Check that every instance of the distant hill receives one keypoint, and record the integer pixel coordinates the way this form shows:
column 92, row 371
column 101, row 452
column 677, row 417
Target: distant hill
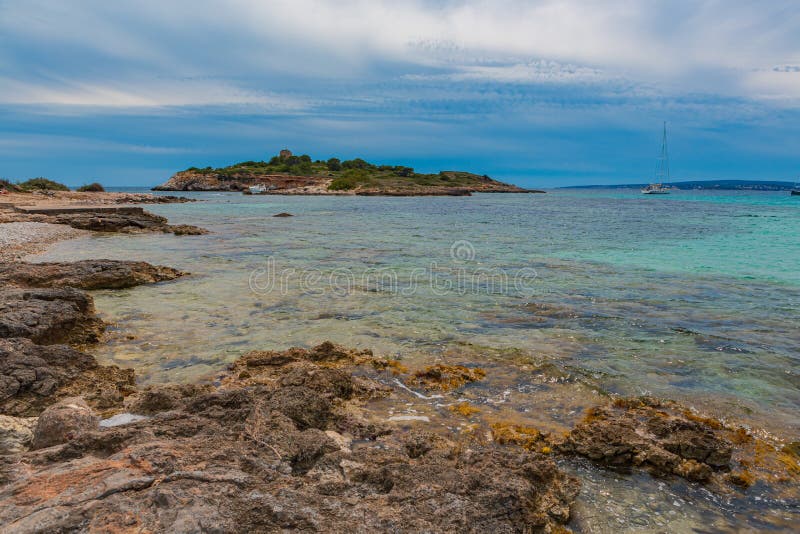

====

_Task_
Swap "column" for "col" throughout the data and write it out again with nothing else altered. Leave the picture out.

_Completed task_
Check that every instance of the distant hill receives one keypoint, and record the integer pixel coordinates the way this form shows:
col 92, row 371
col 101, row 452
col 677, row 417
Target: distant hill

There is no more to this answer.